EXTRACT

Mac,
I've spent quite a bit of time running numbers and thinking about your argument for equal tof G1 BC's. To sum up my conclusion in words, I can say the following;
The fact that an 'equal tof' G1 BC can match the G7 based trajectory more accurately than the published G1 BC is a case of two wrongs making a right.
The fundamental fact that the G1 standard drag curve is so different from the bullet in question means that when the raw data is reduced correctly, the resulting predictions should be inaccurate (first of two wrongs). Finding a way to make the G1 and G7 based trajectories match by 'tweaking' the G1 BC to match the G7 tof is the second wrong which is required to correct for the first one.
Furthermore, don't forget that the range (or lower velocity, or tof) at which you choose to identify the equal tof G1 BC is completely arbitrary (just like the windows I defined). You can come up with an equal tof G1 BC that is 'optimal' for a given window, but has more error than the published G1 BC at ranges outside that window.
To investigate the matter further, I ran the following comparisons. Using my published averaged and stepped BC's, the following trajectory metrics were produced:
*Berger 6mm 115 grain VLD, 3000 fps MV, standard sea level ICAO atmosphere, 1.5" sight height, 1000 yards.
G7 average (drop/tof)
275.5"/1.408s
Stepped G7 BC (drop/tof)
275.7"/1.410s
G1 average (drop/tof)
279.4"/1.418s
Stepped G1 BC (drop/tof)
277.8"/1.419s
Of the above 4 predictions, I consider the stepped G7 to be the most accurate representation of the bullets' true trajectory. Second most accurate would be the average G7 BC trajectory (only -0.2" error). Then the stepped G1 BC at +2.1" error. Finally, the average G1 BC is the least accurate at +3.3" error.
What strikes me about the above comparison is the inconsistent effect that tof has on drop. For example, the difference in tof between the stepped G7 and the average G7 is 0.002s, and the difference in drop is only 0.2". However, the difference between the stepped and averaged G1 is only 0.001s in tof, but the difference in drop is 1.6". In other words, the tof and drop aren't correlated as one might expect when you compare trajectories based on averaged vs stepped BC's.

RECORDS
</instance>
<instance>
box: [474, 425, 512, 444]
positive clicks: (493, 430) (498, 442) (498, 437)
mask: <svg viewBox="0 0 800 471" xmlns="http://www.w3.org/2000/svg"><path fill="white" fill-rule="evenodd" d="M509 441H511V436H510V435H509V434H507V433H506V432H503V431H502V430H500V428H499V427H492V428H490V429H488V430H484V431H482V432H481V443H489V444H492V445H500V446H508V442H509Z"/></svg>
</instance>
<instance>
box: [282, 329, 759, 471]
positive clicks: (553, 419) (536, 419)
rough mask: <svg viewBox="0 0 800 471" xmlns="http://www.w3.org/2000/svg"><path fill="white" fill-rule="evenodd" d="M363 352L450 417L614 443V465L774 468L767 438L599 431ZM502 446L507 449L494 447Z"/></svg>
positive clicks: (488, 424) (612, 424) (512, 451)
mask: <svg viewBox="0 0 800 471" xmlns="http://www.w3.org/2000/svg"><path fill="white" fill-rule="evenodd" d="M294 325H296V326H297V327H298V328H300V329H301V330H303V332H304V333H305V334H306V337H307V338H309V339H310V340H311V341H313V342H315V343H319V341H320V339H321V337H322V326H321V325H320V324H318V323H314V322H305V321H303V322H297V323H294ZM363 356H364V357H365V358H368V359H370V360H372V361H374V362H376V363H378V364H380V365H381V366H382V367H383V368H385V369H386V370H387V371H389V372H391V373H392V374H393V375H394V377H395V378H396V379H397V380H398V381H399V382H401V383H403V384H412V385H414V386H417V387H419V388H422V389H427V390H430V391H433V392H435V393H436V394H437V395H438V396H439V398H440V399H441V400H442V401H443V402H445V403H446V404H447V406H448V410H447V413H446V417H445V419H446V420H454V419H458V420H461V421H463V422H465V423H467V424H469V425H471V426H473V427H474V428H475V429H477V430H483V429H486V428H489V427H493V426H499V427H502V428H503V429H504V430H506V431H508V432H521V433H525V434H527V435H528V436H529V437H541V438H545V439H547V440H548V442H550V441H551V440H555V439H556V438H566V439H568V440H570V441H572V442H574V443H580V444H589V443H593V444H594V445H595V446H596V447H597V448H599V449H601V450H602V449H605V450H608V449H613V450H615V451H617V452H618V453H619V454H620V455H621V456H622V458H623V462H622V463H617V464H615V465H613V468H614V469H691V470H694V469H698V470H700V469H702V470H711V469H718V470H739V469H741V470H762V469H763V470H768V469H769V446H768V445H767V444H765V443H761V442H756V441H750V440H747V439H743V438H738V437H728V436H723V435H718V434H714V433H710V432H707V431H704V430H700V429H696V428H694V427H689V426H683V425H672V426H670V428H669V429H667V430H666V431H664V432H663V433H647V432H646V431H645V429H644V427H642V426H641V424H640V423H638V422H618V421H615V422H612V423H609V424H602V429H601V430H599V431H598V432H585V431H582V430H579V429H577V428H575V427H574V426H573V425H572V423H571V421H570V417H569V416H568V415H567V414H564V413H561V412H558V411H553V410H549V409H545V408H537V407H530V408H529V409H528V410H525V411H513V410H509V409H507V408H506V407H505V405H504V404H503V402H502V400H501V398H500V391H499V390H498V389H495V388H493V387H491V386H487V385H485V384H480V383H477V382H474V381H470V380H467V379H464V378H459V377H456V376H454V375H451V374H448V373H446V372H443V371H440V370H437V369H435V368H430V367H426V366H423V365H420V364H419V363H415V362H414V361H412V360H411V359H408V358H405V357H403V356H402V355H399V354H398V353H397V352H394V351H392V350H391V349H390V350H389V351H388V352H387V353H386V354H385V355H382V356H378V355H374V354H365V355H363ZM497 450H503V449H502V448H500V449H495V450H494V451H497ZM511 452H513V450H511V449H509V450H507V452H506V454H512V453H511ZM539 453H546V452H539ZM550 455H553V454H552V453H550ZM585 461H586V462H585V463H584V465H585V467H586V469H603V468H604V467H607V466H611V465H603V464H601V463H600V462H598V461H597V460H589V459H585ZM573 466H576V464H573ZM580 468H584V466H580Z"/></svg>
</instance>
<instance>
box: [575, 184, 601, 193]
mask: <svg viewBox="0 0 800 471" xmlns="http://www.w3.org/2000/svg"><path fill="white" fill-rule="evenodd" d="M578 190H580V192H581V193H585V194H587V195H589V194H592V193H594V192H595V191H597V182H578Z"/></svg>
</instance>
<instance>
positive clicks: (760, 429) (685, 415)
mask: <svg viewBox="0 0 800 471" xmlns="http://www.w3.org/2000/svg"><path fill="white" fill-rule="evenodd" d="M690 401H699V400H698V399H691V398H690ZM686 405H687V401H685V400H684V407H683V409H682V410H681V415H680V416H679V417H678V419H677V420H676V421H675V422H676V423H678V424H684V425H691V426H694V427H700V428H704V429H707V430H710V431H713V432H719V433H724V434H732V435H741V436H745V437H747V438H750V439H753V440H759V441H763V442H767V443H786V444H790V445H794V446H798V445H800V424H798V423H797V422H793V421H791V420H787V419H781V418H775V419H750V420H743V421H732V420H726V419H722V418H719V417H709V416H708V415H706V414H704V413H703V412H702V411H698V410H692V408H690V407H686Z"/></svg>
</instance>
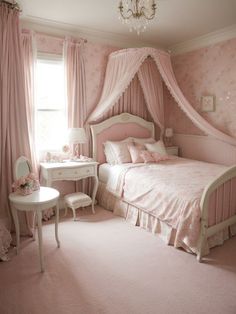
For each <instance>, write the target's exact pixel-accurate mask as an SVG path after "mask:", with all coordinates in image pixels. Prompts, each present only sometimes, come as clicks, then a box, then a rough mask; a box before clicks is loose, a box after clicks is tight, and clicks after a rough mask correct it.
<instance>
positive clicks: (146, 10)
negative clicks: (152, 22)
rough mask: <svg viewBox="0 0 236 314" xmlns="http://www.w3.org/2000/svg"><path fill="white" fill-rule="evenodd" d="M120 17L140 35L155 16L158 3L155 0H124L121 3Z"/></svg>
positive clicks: (132, 29)
mask: <svg viewBox="0 0 236 314" xmlns="http://www.w3.org/2000/svg"><path fill="white" fill-rule="evenodd" d="M118 9H119V19H120V20H121V21H122V23H123V24H127V26H128V27H129V30H130V31H131V32H132V31H133V30H134V31H136V32H137V34H138V35H139V34H140V33H141V32H144V31H145V30H146V28H147V25H148V24H149V23H150V21H151V20H152V19H153V18H154V17H155V13H156V4H155V1H154V0H123V1H120V4H119V7H118Z"/></svg>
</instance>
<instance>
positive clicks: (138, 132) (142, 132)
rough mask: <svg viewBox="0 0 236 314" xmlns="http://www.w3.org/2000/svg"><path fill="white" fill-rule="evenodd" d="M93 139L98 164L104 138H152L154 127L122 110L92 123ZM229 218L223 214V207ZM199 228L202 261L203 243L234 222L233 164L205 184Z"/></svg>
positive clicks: (198, 242) (99, 158) (199, 256)
mask: <svg viewBox="0 0 236 314" xmlns="http://www.w3.org/2000/svg"><path fill="white" fill-rule="evenodd" d="M91 133H92V142H93V158H94V159H95V160H96V161H98V162H99V163H103V162H105V156H104V152H103V143H104V142H105V141H106V140H112V141H119V140H123V139H125V138H127V137H139V138H148V137H154V133H155V129H154V124H153V123H152V122H148V121H145V120H144V119H142V118H139V117H137V116H133V115H131V114H128V113H123V114H120V115H117V116H114V117H112V118H109V119H107V120H105V121H103V122H102V123H99V124H96V125H92V126H91ZM211 198H215V200H216V201H215V202H216V204H215V208H217V216H218V219H217V223H215V224H214V225H211V226H209V221H208V213H209V210H210V209H211V206H210V201H211ZM226 206H227V210H228V213H231V214H229V216H230V217H227V218H226V219H225V218H224V217H225V210H226V209H225V208H226ZM200 207H201V218H200V219H201V227H200V228H201V229H200V236H199V242H198V254H197V260H198V261H199V262H201V261H202V256H203V251H204V245H205V242H206V240H207V238H209V237H211V236H213V235H214V234H216V233H217V232H219V231H222V230H224V229H225V228H228V227H230V226H231V225H234V224H236V165H234V166H232V167H229V168H228V169H227V170H226V171H225V172H223V173H222V174H221V175H220V176H219V177H217V178H216V179H215V180H213V181H212V182H211V183H210V184H209V185H208V186H206V187H205V189H204V191H203V194H202V197H201V201H200Z"/></svg>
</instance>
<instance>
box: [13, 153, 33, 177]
mask: <svg viewBox="0 0 236 314" xmlns="http://www.w3.org/2000/svg"><path fill="white" fill-rule="evenodd" d="M30 172H32V167H31V164H30V161H29V160H28V159H27V158H26V157H24V156H21V157H19V158H18V159H17V160H16V162H15V172H14V179H15V180H18V179H19V178H20V177H23V176H27V174H29V173H30Z"/></svg>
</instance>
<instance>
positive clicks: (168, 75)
mask: <svg viewBox="0 0 236 314" xmlns="http://www.w3.org/2000/svg"><path fill="white" fill-rule="evenodd" d="M149 56H150V57H152V58H153V59H154V61H155V63H156V65H157V68H158V70H159V72H160V74H161V77H162V79H163V81H164V82H165V84H166V86H167V88H168V89H169V91H170V93H171V94H172V96H173V97H174V98H175V100H176V102H177V104H178V105H179V106H180V108H181V109H182V110H183V111H184V112H185V114H186V115H187V116H188V117H189V118H190V119H191V120H192V121H193V123H194V124H195V125H196V126H198V127H199V128H200V129H201V130H202V131H203V132H204V133H205V134H207V135H210V136H212V137H214V138H216V139H219V140H221V141H223V142H226V143H228V144H231V145H234V146H236V138H234V137H231V136H229V135H227V134H225V133H223V132H221V131H219V130H217V129H216V128H215V127H214V126H212V125H211V124H210V123H208V122H207V121H206V120H205V119H204V118H203V117H202V116H201V115H200V114H199V113H198V112H197V111H196V110H194V108H193V107H192V106H191V104H190V103H189V102H188V100H187V99H186V98H185V96H184V95H183V93H182V91H181V90H180V88H179V86H178V83H177V81H176V78H175V75H174V72H173V69H172V65H171V60H170V55H169V54H168V53H167V52H164V51H161V50H158V49H154V48H131V49H125V50H120V51H118V52H114V53H112V54H111V55H110V56H109V60H108V65H107V70H106V77H105V82H104V87H103V91H102V96H101V98H100V101H99V103H98V105H97V107H96V108H95V110H94V111H93V112H92V114H91V115H90V117H89V119H88V121H90V122H92V121H96V120H98V119H99V118H100V117H101V116H102V115H103V114H104V113H105V112H107V111H108V110H109V109H110V108H111V107H112V106H114V104H115V103H116V101H117V100H118V99H119V98H120V96H121V95H122V94H123V93H124V91H125V90H126V88H127V87H128V86H129V84H130V82H131V81H132V79H133V77H134V76H135V74H136V73H138V72H139V70H140V67H141V65H142V64H143V62H144V60H145V59H147V58H148V57H149ZM145 76H146V74H145ZM140 82H141V84H142V80H141V81H140ZM142 87H143V88H144V86H142ZM146 102H147V106H149V110H150V112H151V110H153V111H154V112H155V115H156V117H157V116H158V120H159V122H160V119H161V116H160V111H159V104H158V105H155V102H153V101H152V102H148V99H146ZM156 102H158V99H156ZM152 115H153V113H152ZM153 117H154V116H153Z"/></svg>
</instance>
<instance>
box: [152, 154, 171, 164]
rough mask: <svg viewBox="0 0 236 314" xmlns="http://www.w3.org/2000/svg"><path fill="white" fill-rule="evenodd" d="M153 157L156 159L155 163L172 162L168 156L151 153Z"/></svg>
mask: <svg viewBox="0 0 236 314" xmlns="http://www.w3.org/2000/svg"><path fill="white" fill-rule="evenodd" d="M151 154H152V157H153V158H154V160H155V162H159V161H164V160H170V159H171V158H170V157H169V156H168V155H162V154H160V153H157V152H155V153H151Z"/></svg>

JOB
Continue the forum post comparing G1 and G7 ballistic coefficients, picking up right after its last sentence.

EXPECTED ANSWER
The inconsistency above can be explained in the following way: Although the tof may be the same from point a to point b, it is possible for the drop to be different based on the shape of the drag curve. And this is the best way I can describe why the equal tof method you're advocating is not a better way to reference BC's to standard curves when the shape of the curve is known. That last part is an important distinction. If you don't have any information about the shape of the curve (as in the case when you only measure overall tof), then you only have one single tof, no knowledge regarding the shape of the curve, and all you can do is derive a BC based on the single tof. In that case, I agree with Ken, it's the best you can do. However, I specifically designed my test procedure to measure tof in several increments so that I would have information on the shape of the actual bullets drag curve. This allows for the comparison/averaging practice that you say produces less accurate (predictive) BC's. In fact, the BC's that are defined with knowledge of the drag curve are more accurate than BC's that are defined without knowledge of the drag curve.
Thinking back over this debate, it's very easy to understand why you would believe so strongly in equal tof BC's. The fact that they have less error when compared to more appropriately referenced (G7) BC's seems to be compelling evidence that it's a better way, and if the original G7 BC's were defined based on a single tof alone that they would also be improved. But for reasons I described above, it's a case of two wrongs making something closer to right, for a specific case. If all you care about is the result at a particular range, and you don't have a way to calculate G7 based trajectories, I can certainly understand why you might do it this way. However, I cannot butcher the ballistics in that way for several reasons.
One; I simply know it's not the right way (after all, I paid a lot for my college education! Why would I blatantly do something I know is wrong?)
Two; my results have to be able to stand up to scientific scrutiny by my peers. If I took the 'two wrongs make a right' path, my methods would be identified as such and my peers would be the ones explaining to me on some internet forum what's wrong with my methods.
There are other details which are variations on the above two major reasons why I cannot reduce the data as you're suggesting. Again, if you choose to do so, feel free. I understand your reasons and in certain circumstances the error would be negligible enough that it would hurt you too much.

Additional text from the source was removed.